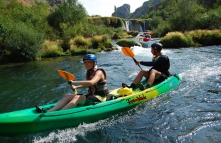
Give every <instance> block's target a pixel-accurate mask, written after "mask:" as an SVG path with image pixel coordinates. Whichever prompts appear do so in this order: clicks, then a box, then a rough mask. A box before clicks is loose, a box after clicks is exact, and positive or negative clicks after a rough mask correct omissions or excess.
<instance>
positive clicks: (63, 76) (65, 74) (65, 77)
mask: <svg viewBox="0 0 221 143" xmlns="http://www.w3.org/2000/svg"><path fill="white" fill-rule="evenodd" d="M58 73H59V75H60V76H61V77H63V78H64V79H66V80H67V81H70V80H74V79H75V76H74V75H73V74H71V73H69V72H66V71H63V70H58ZM70 85H71V84H70ZM74 93H75V94H77V90H74Z"/></svg>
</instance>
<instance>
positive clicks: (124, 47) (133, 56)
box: [121, 47, 142, 70]
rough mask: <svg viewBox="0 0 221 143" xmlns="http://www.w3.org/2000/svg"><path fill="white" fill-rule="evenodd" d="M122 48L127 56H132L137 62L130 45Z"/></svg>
mask: <svg viewBox="0 0 221 143" xmlns="http://www.w3.org/2000/svg"><path fill="white" fill-rule="evenodd" d="M121 50H122V52H123V53H124V55H125V56H128V57H131V58H132V59H133V60H134V62H136V59H134V53H133V51H132V50H131V49H130V48H129V47H123V48H121ZM138 66H139V67H140V65H138ZM140 69H141V70H142V68H141V67H140Z"/></svg>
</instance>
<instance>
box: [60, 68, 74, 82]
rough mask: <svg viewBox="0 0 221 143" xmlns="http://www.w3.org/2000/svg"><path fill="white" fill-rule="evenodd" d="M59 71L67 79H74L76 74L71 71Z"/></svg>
mask: <svg viewBox="0 0 221 143" xmlns="http://www.w3.org/2000/svg"><path fill="white" fill-rule="evenodd" d="M58 73H59V74H60V76H61V77H63V78H64V79H66V80H68V81H69V80H74V79H75V76H74V75H73V74H71V73H69V72H66V71H63V70H58Z"/></svg>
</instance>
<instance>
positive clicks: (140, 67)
mask: <svg viewBox="0 0 221 143" xmlns="http://www.w3.org/2000/svg"><path fill="white" fill-rule="evenodd" d="M133 60H134V62H135V63H136V61H137V60H136V59H134V58H133ZM138 66H139V67H140V65H139V64H138ZM140 69H141V70H142V68H141V67H140Z"/></svg>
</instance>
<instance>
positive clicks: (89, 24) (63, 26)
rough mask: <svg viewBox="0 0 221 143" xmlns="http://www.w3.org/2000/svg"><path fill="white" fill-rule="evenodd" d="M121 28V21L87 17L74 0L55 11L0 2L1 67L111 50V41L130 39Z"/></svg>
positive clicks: (85, 10) (107, 18)
mask: <svg viewBox="0 0 221 143" xmlns="http://www.w3.org/2000/svg"><path fill="white" fill-rule="evenodd" d="M121 26H122V20H121V19H120V18H116V17H115V18H114V17H113V18H102V17H99V18H96V17H91V18H90V17H88V15H87V12H86V10H85V8H84V7H83V6H82V5H81V4H79V3H78V1H77V0H68V1H66V2H65V3H62V4H60V5H58V6H57V7H51V6H49V5H48V4H46V3H44V2H37V3H35V4H34V5H32V6H27V5H23V4H21V3H18V2H17V1H16V0H12V1H5V0H0V63H7V62H20V61H28V60H35V59H37V58H41V57H55V56H60V55H79V54H85V53H95V52H99V51H101V50H107V51H108V50H112V43H111V38H112V37H116V36H117V38H126V37H130V36H129V35H128V34H127V32H125V31H124V30H123V29H122V28H121Z"/></svg>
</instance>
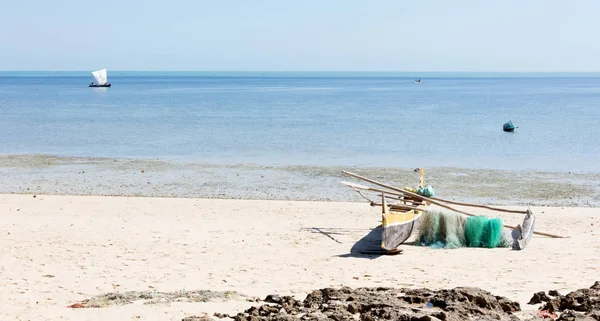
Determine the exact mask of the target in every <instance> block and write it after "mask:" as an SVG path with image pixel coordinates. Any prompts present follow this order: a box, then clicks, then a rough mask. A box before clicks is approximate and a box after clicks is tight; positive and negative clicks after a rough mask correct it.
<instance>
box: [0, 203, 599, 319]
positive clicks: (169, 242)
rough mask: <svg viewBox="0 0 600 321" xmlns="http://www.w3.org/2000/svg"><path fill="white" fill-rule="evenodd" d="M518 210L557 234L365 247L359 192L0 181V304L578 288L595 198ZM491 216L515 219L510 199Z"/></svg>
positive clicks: (584, 269)
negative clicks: (83, 188) (20, 194)
mask: <svg viewBox="0 0 600 321" xmlns="http://www.w3.org/2000/svg"><path fill="white" fill-rule="evenodd" d="M532 210H533V211H534V213H536V215H537V221H536V230H538V231H544V232H548V233H554V234H558V235H561V236H567V237H568V238H563V239H553V238H547V237H540V236H537V235H536V236H534V237H533V238H532V240H531V242H530V243H529V245H528V246H527V248H526V249H525V250H522V251H514V250H511V249H509V248H494V249H485V248H458V249H431V248H427V247H423V246H414V245H409V244H404V245H401V248H402V249H403V250H404V251H403V253H402V254H400V255H396V256H376V255H375V256H373V255H364V254H360V252H356V249H355V247H357V246H359V245H360V244H361V242H365V241H364V240H365V238H369V237H372V236H371V232H372V229H374V228H375V227H376V226H378V225H379V224H380V223H381V216H380V214H379V213H378V211H374V210H373V209H372V208H371V207H370V206H369V205H368V204H360V203H354V202H310V201H309V202H297V201H282V200H271V201H264V200H217V199H194V198H154V197H144V198H138V197H106V196H49V195H37V197H35V198H34V197H32V196H31V195H14V194H13V195H10V194H0V221H2V222H4V224H0V242H2V244H3V255H1V256H0V263H1V264H0V274H1V275H2V278H0V288H2V295H1V296H0V304H1V305H2V306H3V307H5V309H3V310H2V311H0V318H6V319H10V320H13V319H23V320H28V319H30V320H38V319H45V320H85V319H98V320H129V319H142V320H181V319H182V318H184V317H186V316H191V315H198V314H200V313H201V312H207V313H209V315H212V313H213V312H220V313H229V314H231V315H234V314H235V313H237V312H239V311H242V310H243V309H246V308H248V307H249V306H250V305H252V303H250V302H248V301H246V299H245V298H244V297H241V298H240V299H231V300H227V301H225V302H222V301H219V302H213V301H209V302H194V301H192V302H172V303H168V304H167V303H165V302H157V303H158V304H152V305H150V304H145V303H144V302H139V301H135V302H133V303H132V304H126V305H118V306H111V307H106V308H93V309H70V308H67V306H69V305H72V304H75V303H77V302H81V301H82V300H85V299H89V298H90V297H95V296H98V295H103V294H106V293H121V294H126V293H129V291H137V292H138V293H139V292H144V293H145V292H154V291H156V292H159V293H163V294H165V293H167V294H168V293H181V294H182V295H183V294H184V293H188V292H189V291H197V290H213V291H229V292H231V293H233V291H235V292H236V293H240V294H243V295H245V296H247V297H249V298H256V297H258V298H261V299H262V298H264V297H265V296H266V295H268V294H278V295H294V296H295V297H296V298H297V299H303V298H304V297H305V296H306V295H307V294H308V293H310V292H311V291H313V290H316V289H321V288H326V287H334V288H340V287H341V286H349V287H351V288H355V289H356V288H359V287H394V288H411V289H418V288H428V289H432V290H439V289H450V288H455V287H465V286H466V287H478V288H481V289H484V290H486V291H489V292H491V293H493V294H494V295H500V296H505V297H507V298H510V299H511V300H515V301H517V302H519V303H520V304H521V308H522V310H523V312H524V313H530V312H532V311H534V310H535V309H536V308H537V306H534V305H527V302H528V301H529V299H530V298H531V296H532V294H533V293H536V292H538V291H542V290H544V291H546V290H558V291H559V292H560V293H562V294H566V293H567V292H570V291H573V290H576V289H579V288H589V286H590V285H591V284H593V283H594V282H595V281H597V273H595V272H596V271H597V269H598V266H600V245H599V244H600V242H599V241H600V234H599V231H598V229H597V226H600V208H582V207H576V208H575V207H571V208H561V207H532ZM473 211H474V212H475V213H476V214H484V215H485V214H489V213H488V212H485V211H483V210H480V209H474V210H473ZM498 217H500V218H502V219H503V221H504V222H505V223H506V224H512V225H516V224H518V223H521V221H522V215H516V214H511V213H499V214H498ZM409 241H411V240H409ZM390 271H391V273H390Z"/></svg>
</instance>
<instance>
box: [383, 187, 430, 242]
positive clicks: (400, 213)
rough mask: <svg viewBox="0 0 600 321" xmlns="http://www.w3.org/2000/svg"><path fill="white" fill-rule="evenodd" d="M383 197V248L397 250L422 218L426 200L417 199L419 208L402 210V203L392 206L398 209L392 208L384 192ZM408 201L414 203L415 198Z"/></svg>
mask: <svg viewBox="0 0 600 321" xmlns="http://www.w3.org/2000/svg"><path fill="white" fill-rule="evenodd" d="M381 199H382V200H381V210H382V215H381V231H382V233H381V248H382V249H383V250H384V251H395V250H396V248H397V247H398V246H400V245H401V244H402V243H404V242H406V240H408V238H409V237H410V236H411V235H412V233H413V231H414V230H415V228H416V225H417V223H418V221H419V218H421V215H422V213H423V212H422V209H424V207H425V204H424V202H421V201H417V202H418V206H417V207H418V208H411V209H407V210H401V209H400V208H402V205H396V206H395V207H392V208H397V209H398V210H390V207H388V204H387V202H386V197H385V195H384V194H382V197H381ZM407 201H411V203H413V202H412V201H413V200H407ZM417 202H415V203H417ZM403 203H404V202H403ZM415 203H413V204H415ZM415 205H417V204H415ZM413 206H414V205H413ZM407 207H409V206H407Z"/></svg>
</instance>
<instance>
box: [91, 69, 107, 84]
mask: <svg viewBox="0 0 600 321" xmlns="http://www.w3.org/2000/svg"><path fill="white" fill-rule="evenodd" d="M92 77H94V81H93V82H92V83H91V84H89V85H88V87H110V83H109V82H108V77H107V75H106V69H100V70H96V71H92Z"/></svg>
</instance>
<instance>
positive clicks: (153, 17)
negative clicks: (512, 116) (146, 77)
mask: <svg viewBox="0 0 600 321" xmlns="http://www.w3.org/2000/svg"><path fill="white" fill-rule="evenodd" d="M599 35H600V0H578V1H564V0H563V1H558V0H519V1H517V0H472V1H462V0H452V1H451V0H439V1H433V0H432V1H424V0H419V1H416V0H413V1H401V0H386V1H383V0H380V1H378V0H361V1H358V0H294V1H292V0H211V1H203V0H195V1H193V0H189V1H187V0H170V1H169V0H145V1H138V0H118V1H117V0H97V1H91V0H48V1H46V0H35V1H32V0H15V1H3V3H2V6H1V9H0V70H91V69H96V68H104V67H106V68H109V69H112V70H196V71H204V70H206V71H262V70H264V71H268V70H284V71H321V70H327V71H542V72H545V71H600V40H599V38H598V36H599Z"/></svg>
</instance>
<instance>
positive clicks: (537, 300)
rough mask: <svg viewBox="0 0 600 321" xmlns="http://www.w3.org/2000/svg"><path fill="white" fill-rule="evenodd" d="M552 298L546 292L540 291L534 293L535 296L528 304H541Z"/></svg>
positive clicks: (527, 303) (527, 302) (531, 298)
mask: <svg viewBox="0 0 600 321" xmlns="http://www.w3.org/2000/svg"><path fill="white" fill-rule="evenodd" d="M548 301H550V298H549V297H548V296H547V295H546V292H544V291H540V292H537V293H534V294H533V297H531V299H530V300H529V302H527V304H540V303H542V302H548Z"/></svg>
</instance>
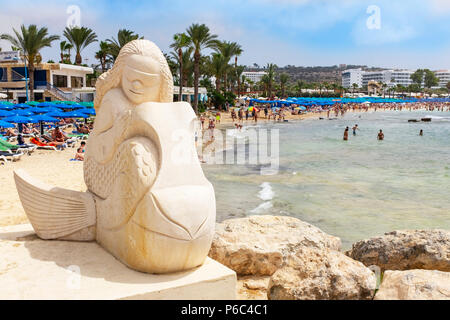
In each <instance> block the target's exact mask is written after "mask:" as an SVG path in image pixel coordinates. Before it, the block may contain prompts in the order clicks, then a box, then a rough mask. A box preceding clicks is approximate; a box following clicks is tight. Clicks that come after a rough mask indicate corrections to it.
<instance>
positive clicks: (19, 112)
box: [10, 109, 33, 117]
mask: <svg viewBox="0 0 450 320" xmlns="http://www.w3.org/2000/svg"><path fill="white" fill-rule="evenodd" d="M10 112H11V114H12V115H13V116H23V117H28V116H32V115H33V112H30V111H28V110H22V109H17V110H12V111H10Z"/></svg>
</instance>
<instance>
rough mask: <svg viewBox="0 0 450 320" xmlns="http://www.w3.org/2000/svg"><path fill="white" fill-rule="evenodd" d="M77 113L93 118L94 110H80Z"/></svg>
mask: <svg viewBox="0 0 450 320" xmlns="http://www.w3.org/2000/svg"><path fill="white" fill-rule="evenodd" d="M77 112H81V113H84V114H87V115H91V116H95V110H94V109H80V110H78V111H77Z"/></svg>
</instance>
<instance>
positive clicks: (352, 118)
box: [204, 111, 450, 249]
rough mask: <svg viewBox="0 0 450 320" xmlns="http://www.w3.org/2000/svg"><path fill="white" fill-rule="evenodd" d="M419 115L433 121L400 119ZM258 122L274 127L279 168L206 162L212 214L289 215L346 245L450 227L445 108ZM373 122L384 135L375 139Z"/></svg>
mask: <svg viewBox="0 0 450 320" xmlns="http://www.w3.org/2000/svg"><path fill="white" fill-rule="evenodd" d="M426 116H432V117H433V121H432V122H430V123H425V122H419V123H408V121H407V120H408V119H421V118H423V117H426ZM263 122H264V121H263ZM354 124H358V125H359V128H360V130H359V131H358V132H357V135H356V136H353V135H352V132H351V128H352V127H353V125H354ZM346 126H349V127H350V134H349V141H346V142H345V141H343V140H342V136H343V132H344V129H345V127H346ZM259 127H260V128H266V127H269V128H276V129H279V130H280V168H279V171H278V173H277V174H275V175H271V176H267V175H260V170H259V169H260V168H259V167H258V166H252V165H205V166H204V171H205V174H206V176H207V177H208V179H210V181H211V182H212V183H213V185H214V188H215V190H216V199H217V220H218V221H222V220H224V219H227V218H233V217H244V216H248V215H254V214H270V215H288V216H293V217H297V218H299V219H301V220H303V221H306V222H309V223H311V224H313V225H315V226H318V227H319V228H321V229H322V230H323V231H325V232H327V233H329V234H332V235H335V236H338V237H340V238H341V239H342V242H343V247H344V248H345V249H347V248H350V247H351V244H352V243H354V242H356V241H358V240H362V239H366V238H369V237H372V236H375V235H380V234H383V233H384V232H388V231H392V230H398V229H426V228H441V229H448V230H450V113H449V112H410V111H402V112H399V111H388V112H372V113H371V112H369V113H365V112H362V113H348V114H346V115H345V117H343V118H341V117H340V118H339V119H338V120H327V119H325V120H303V121H297V122H289V123H280V124H273V123H270V124H265V123H262V124H260V125H259ZM380 129H383V132H384V134H385V140H384V141H377V133H378V131H379V130H380ZM420 129H423V130H424V136H422V137H421V136H419V131H420ZM242 144H245V141H242Z"/></svg>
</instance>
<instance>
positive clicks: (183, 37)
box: [170, 32, 189, 101]
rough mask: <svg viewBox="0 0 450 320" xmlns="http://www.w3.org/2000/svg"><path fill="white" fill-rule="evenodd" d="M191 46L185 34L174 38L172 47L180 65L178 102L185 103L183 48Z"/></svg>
mask: <svg viewBox="0 0 450 320" xmlns="http://www.w3.org/2000/svg"><path fill="white" fill-rule="evenodd" d="M188 45H189V37H188V36H187V35H186V34H185V33H184V32H183V33H177V34H175V35H174V36H173V43H172V44H171V45H170V47H171V48H173V49H174V50H175V51H176V53H177V54H178V64H179V69H180V83H179V85H180V88H179V89H180V91H179V94H178V101H183V48H186V47H187V46H188Z"/></svg>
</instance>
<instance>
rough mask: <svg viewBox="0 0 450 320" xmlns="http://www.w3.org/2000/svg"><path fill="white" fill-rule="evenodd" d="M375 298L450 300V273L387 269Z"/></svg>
mask: <svg viewBox="0 0 450 320" xmlns="http://www.w3.org/2000/svg"><path fill="white" fill-rule="evenodd" d="M375 300H450V273H449V272H442V271H436V270H407V271H386V272H385V273H384V276H383V282H382V283H381V286H380V289H379V290H378V292H377V294H376V295H375Z"/></svg>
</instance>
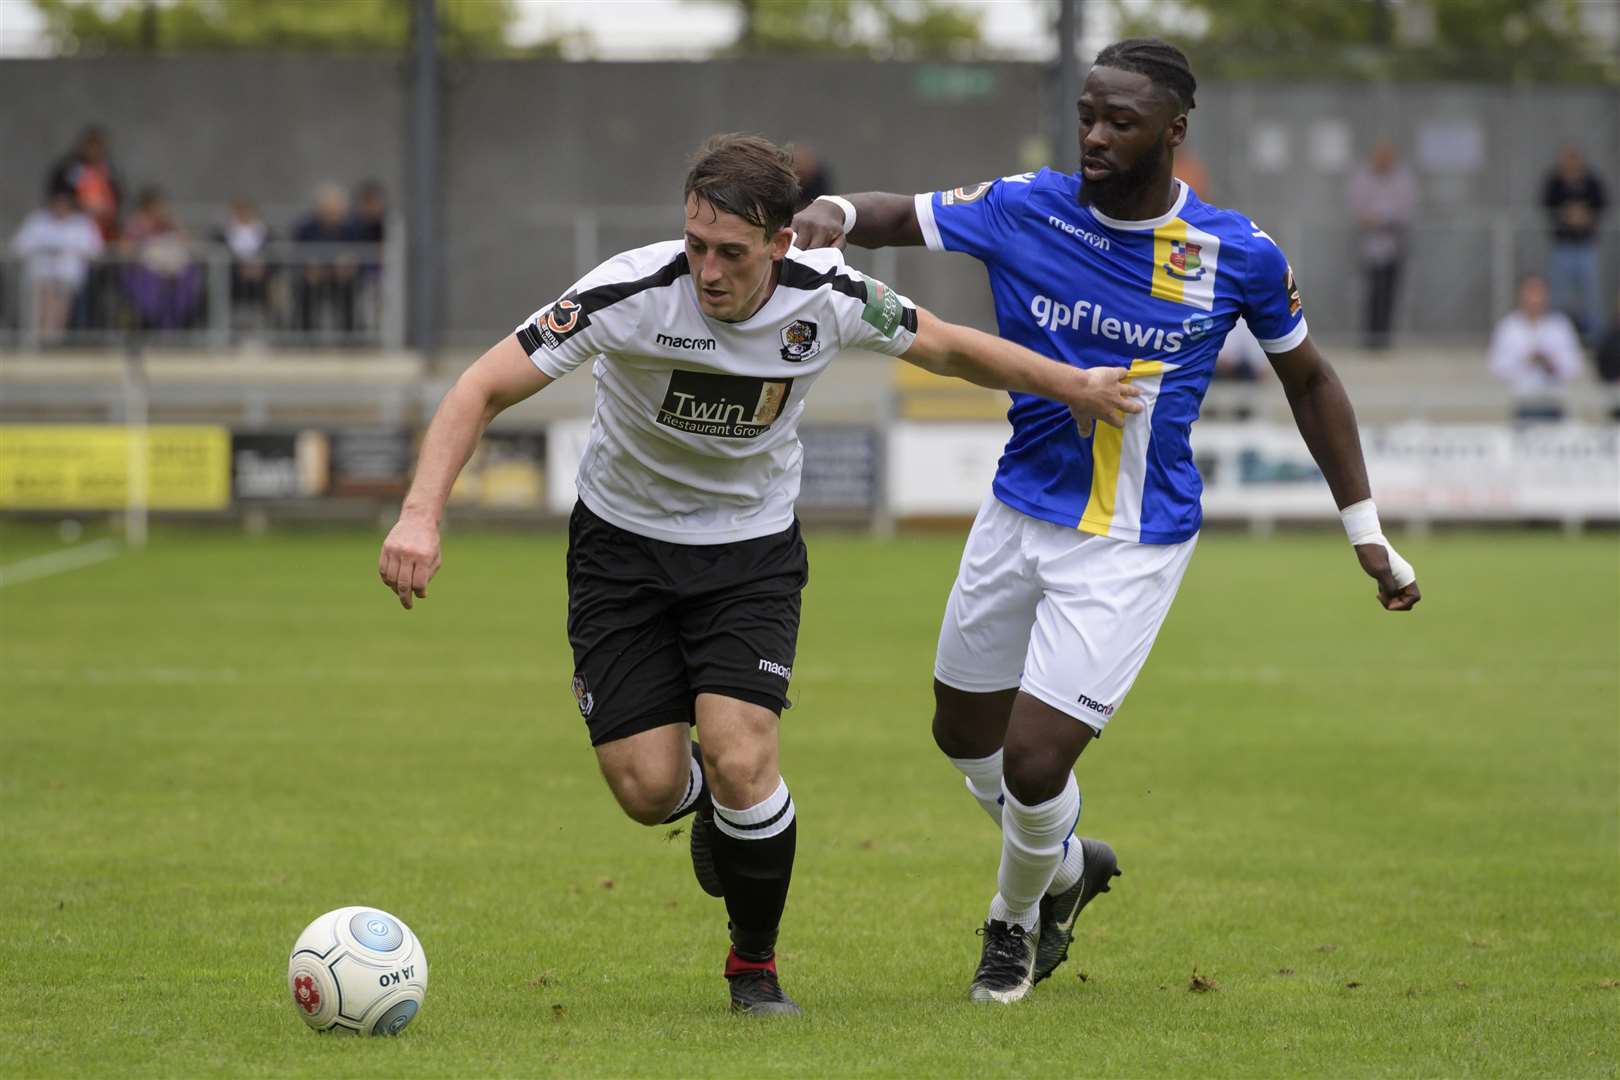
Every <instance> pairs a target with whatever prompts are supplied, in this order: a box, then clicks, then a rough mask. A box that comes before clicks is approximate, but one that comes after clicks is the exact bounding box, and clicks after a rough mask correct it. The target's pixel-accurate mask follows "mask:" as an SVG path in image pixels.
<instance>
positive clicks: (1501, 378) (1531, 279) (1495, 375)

**THE TASK**.
Leave the pictures out, and restate exactly the lines from the start of the records through the one that contains "box: [121, 47, 142, 70]".

**ANSWER TO THE EXERCISE**.
Give every <instance> block's target a pixel-accurate mask, written after "mask:" as an SVG path with image pixel coordinates. Whichever prompts appear do so in this order: clicks, then a box, then a rough mask. A box before clicks is loose, a box after clicks is exact, and positive or negative clicks after a rough mask correct omissions or excess.
<instance>
positive clicks: (63, 76) (65, 74) (65, 77)
mask: <svg viewBox="0 0 221 143" xmlns="http://www.w3.org/2000/svg"><path fill="white" fill-rule="evenodd" d="M58 73H59V75H60V76H61V77H63V78H64V79H66V80H67V81H70V80H74V79H75V76H74V75H73V74H71V73H69V72H66V71H63V70H58ZM70 85H71V84H70ZM74 93H75V94H77V90H74Z"/></svg>
</instance>
<instance>
positive clicks: (124, 47) (133, 56)
box: [121, 47, 142, 70]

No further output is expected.